--- Given records ---
■ ■ ■ ■ ■ ■ ■
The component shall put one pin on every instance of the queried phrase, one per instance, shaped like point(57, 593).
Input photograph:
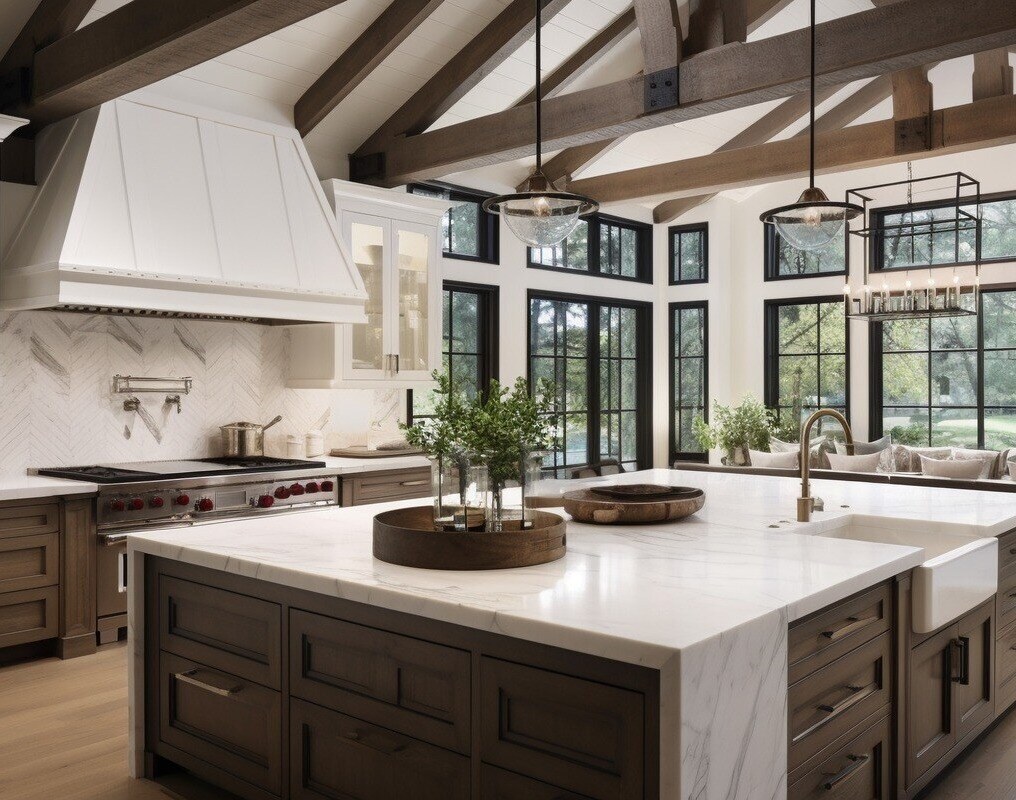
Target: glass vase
point(508, 507)
point(459, 489)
■ ■ ■ ■ ■ ■ ■
--- What to work on ---
Word for word, repeat all of the entries above, leaving out the pictures.

--- Your response ---
The component shall put one pin on every instance of the queried phrase, one per instance, shaped like point(57, 593).
Input photograph:
Target: glass vase
point(508, 507)
point(459, 489)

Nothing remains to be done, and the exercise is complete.